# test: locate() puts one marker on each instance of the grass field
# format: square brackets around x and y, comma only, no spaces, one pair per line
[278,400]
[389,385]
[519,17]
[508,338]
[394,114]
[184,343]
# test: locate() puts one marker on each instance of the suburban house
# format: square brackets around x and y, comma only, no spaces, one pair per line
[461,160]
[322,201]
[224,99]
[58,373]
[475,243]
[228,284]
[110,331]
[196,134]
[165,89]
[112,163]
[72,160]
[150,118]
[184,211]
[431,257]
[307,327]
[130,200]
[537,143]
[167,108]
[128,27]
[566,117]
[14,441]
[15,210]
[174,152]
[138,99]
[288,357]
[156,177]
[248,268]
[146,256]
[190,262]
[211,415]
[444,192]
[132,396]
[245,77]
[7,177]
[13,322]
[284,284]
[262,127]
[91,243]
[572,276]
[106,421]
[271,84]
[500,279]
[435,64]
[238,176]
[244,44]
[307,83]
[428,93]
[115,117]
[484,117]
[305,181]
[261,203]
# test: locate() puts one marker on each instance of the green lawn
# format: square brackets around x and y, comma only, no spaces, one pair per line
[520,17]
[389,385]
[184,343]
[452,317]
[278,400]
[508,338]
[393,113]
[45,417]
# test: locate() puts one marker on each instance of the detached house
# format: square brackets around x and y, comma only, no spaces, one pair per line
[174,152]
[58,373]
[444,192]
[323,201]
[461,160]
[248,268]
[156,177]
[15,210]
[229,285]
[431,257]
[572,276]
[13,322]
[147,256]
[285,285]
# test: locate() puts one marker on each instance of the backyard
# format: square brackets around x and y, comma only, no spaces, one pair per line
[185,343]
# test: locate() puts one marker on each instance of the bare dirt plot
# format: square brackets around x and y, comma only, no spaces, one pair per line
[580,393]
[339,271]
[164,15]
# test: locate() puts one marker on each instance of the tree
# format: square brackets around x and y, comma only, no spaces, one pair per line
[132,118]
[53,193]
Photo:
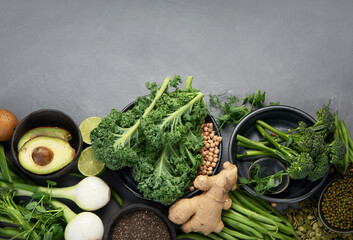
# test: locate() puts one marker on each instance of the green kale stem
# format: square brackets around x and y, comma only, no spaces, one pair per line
[158,95]
[11,232]
[188,82]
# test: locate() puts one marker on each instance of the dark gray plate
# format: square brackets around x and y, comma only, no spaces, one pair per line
[282,118]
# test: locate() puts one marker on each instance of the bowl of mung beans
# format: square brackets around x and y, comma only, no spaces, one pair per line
[336,205]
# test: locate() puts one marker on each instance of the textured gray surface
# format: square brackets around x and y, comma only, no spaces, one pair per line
[86,57]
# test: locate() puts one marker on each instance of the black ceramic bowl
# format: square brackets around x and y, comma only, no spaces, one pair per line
[125,174]
[282,118]
[47,118]
[321,214]
[270,166]
[120,214]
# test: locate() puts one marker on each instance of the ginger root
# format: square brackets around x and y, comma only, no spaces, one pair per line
[202,213]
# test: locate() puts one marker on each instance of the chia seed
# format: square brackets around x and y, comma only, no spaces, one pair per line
[141,225]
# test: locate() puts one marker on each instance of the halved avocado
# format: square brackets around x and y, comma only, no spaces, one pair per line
[43,155]
[44,131]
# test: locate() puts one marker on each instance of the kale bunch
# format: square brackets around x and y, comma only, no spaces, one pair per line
[159,138]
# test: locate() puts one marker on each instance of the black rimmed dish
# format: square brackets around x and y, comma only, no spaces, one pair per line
[47,118]
[137,216]
[349,202]
[283,118]
[270,166]
[125,174]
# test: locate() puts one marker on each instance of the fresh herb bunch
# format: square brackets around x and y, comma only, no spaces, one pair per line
[30,220]
[234,109]
[159,138]
[307,151]
[262,184]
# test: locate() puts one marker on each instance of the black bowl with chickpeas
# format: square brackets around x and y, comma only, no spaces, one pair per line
[211,152]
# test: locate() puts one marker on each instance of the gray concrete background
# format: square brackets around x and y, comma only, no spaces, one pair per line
[86,57]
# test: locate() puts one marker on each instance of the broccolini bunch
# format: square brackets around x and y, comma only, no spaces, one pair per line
[307,151]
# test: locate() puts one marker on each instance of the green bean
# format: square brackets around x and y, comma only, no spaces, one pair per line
[251,206]
[271,209]
[226,236]
[193,236]
[241,218]
[280,236]
[238,234]
[252,215]
[252,200]
[214,236]
[242,227]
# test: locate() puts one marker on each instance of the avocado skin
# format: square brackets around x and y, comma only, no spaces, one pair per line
[63,154]
[44,131]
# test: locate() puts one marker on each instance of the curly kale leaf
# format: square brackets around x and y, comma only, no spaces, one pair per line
[116,141]
[168,178]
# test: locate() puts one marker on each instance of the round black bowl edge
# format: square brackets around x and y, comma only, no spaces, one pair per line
[321,215]
[136,207]
[53,118]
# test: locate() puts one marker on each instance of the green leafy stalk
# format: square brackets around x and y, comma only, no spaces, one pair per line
[6,175]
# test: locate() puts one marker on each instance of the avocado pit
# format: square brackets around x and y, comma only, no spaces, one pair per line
[42,155]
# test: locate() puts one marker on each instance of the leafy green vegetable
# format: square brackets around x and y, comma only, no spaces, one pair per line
[32,220]
[234,109]
[159,138]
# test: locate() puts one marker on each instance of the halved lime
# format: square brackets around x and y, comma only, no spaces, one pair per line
[87,126]
[88,164]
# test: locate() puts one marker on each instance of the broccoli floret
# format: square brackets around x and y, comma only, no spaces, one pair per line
[300,166]
[310,142]
[321,167]
[325,123]
[336,151]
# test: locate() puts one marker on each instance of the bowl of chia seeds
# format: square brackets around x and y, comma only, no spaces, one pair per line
[139,221]
[335,206]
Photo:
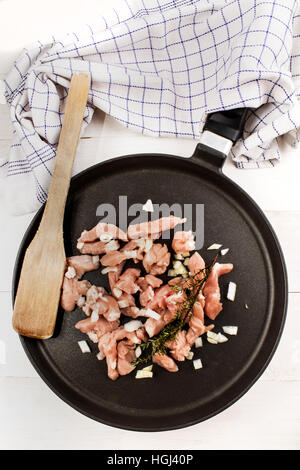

▶ **TASK TO CARRY OUT**
Please give the material above again in full, with no pictures in your version.

▶ **OUTPUT OF THE EXERCISE**
# test: locate() puts one marker on each instance of the grass field
# format: square brackets around x and y, comma only, no spaces, one pair per line
[278,400]
[389,385]
[519,17]
[508,338]
[394,114]
[184,343]
# test: locate() puts one marker on each instance of the suburban house
# format: square brackets around x and y, comma only, no spaces, one pair per line
[461,160]
[322,201]
[224,99]
[58,373]
[475,243]
[228,284]
[110,331]
[196,134]
[165,89]
[112,163]
[72,160]
[150,118]
[184,211]
[431,257]
[307,327]
[130,200]
[537,143]
[167,108]
[128,27]
[566,117]
[14,441]
[15,210]
[174,152]
[138,99]
[288,357]
[156,177]
[248,268]
[146,256]
[190,262]
[211,415]
[444,192]
[132,396]
[245,77]
[7,177]
[13,322]
[284,284]
[262,127]
[91,243]
[572,276]
[106,421]
[271,84]
[500,279]
[435,64]
[238,176]
[244,44]
[307,83]
[428,93]
[115,117]
[484,117]
[305,181]
[261,203]
# test: locate() puts one marker on each instance of the green lawn
# format: square brackets around x and y, comma only, no spaces, one pair per line
[520,17]
[389,385]
[184,343]
[452,317]
[278,400]
[508,338]
[393,113]
[45,417]
# test: locate() puts one marker on each instance of the detached house
# format: square brackets around x and y, comma only, no spaces, one pair per line
[174,152]
[58,373]
[444,192]
[323,201]
[461,160]
[248,268]
[156,177]
[15,210]
[229,285]
[431,257]
[572,276]
[13,322]
[147,256]
[285,285]
# test: locate() puts one marker on each instance of the backyard
# format: square brackets around x and y, comma only, no spaces, one pair per line
[185,343]
# test: locate() puts one marker on each instance of the bare dirt plot
# format: square brackets around x and y, comma only, no spaces, one pair per line
[580,393]
[339,271]
[164,15]
# test: locate() puts one marker on each instance of the tree
# format: square brackets around x and y, comma only, no spaces, one pair per line
[132,118]
[53,193]
Photo:
# test: locate() puts one marker on each instance of the green kale stem
# format: square brackets around x and y, comma only, no spaces, one pair per line
[158,95]
[11,232]
[188,82]
# test: locate() puts one marker on each instance of the dark gray plate
# format: square brackets around x and y, comma only, no spaces, one pair per line
[282,118]
# test: locate() puts one marker on each instance of the bowl of mung beans
# format: square brackets around x and y, comma only, no spaces, one pair per line
[336,205]
# test: locate() puts one marker on each instance of the textured gray surface
# format: square brackets around x and y, comma only, no spaces, one pair per line
[86,57]
# test: locate() puts one marker on each instance of the black ceramic bowl
# format: square brackets around x and y, comma only, no spaces, one pair per line
[125,174]
[282,118]
[47,118]
[321,214]
[270,166]
[120,214]
# test: locate() puts one marker on each instance of the ginger root
# format: square brackets around x and y, comma only, no spaces, one pair per line
[202,213]
# test: locate() puts one marker on each instance of the chia seed
# format: square brackets around x and y, comma only, no spaces, one pair per line
[141,225]
# test: locate() puts one marker on each instance of the halved avocado
# format: square brackets around x and y, comma only, no spaces, one pair per line
[43,155]
[44,131]
# test: locate() puts one marker on each instance of the kale bunch
# format: square brackets around x and y, comma only, no spaces, one pair per line
[159,138]
# test: locate() puts one marker on each instance of the black rimmed dish
# format: square brackets around x and y, comma only, no spaces, one pair per line
[47,118]
[137,216]
[349,202]
[283,118]
[270,166]
[125,174]
# test: locate() puts one marker on each instance of the fresh herb bunch
# format: square brackets around x and y, comma only, no spaces, one pair per line
[30,220]
[234,109]
[159,138]
[307,151]
[262,184]
# test: locate() puts one marker on each instance of the black bowl with chickpeas
# format: square brackets around x and y, comma only, no spaces, one pair per line
[211,152]
# test: locate() puts one marker on each instance of the gray concrete background
# format: square brackets around x and y, comma only, no spaces, one pair per line
[86,57]
# test: locate() puts one marker on each instance of the broccolini bunch
# format: square brackets around x and y, comma only, no spaces, one pair per line
[307,151]
# test: locate() puts one marker on each instance of the green bean
# format: square brackets around x and y, comma only, no spaces, one pair per line
[251,206]
[271,209]
[226,236]
[193,236]
[241,218]
[280,236]
[238,234]
[252,215]
[252,200]
[214,236]
[242,227]
# test: locate() puts one marker on each instance of the avocado skin
# format: square brackets around x and y, comma only, no spaces, one pair per line
[63,154]
[44,131]
# test: locate() puts one marker on each instance of the curly kale leaf
# format: square brackets around x and y, comma only, no spaces, one pair per line
[116,141]
[168,178]
# test: locate() puts one marker on each instance of the round black bowl edge
# format: square brackets around x and y, comma only, no spaces, one pair per line
[321,215]
[136,207]
[53,118]
# test: locate() puts one marker on each instance of the green leafy stalk
# format: square brackets around x and y, comma only, no spaces, one pair per line
[6,175]
# test: locate() puts one marker on each instance of the avocado pit
# format: square brackets around x and y, comma only, no spaces, one pair per line
[42,155]
# test: locate() puts one marker on each instance of the leafy green vegetable
# format: square brackets around x and y, comma only, no spaces, one pair per line
[32,220]
[234,109]
[159,138]
# test: locate() puts one marker on each instance of the halved lime
# format: square brackets around x and y, comma only, no spaces, one pair per line
[87,126]
[88,164]
# test: locate() puts one marker on each instance of the broccoli floret
# format: square brackets around x and y, comma only, no spaces, one pair per line
[300,166]
[310,142]
[321,167]
[325,123]
[336,151]
# test: locate() puts one marker on each instance of the bowl of chia seeds
# format: square brackets around x and y, comma only, no spaces, one pair per line
[139,221]
[335,206]
Photo:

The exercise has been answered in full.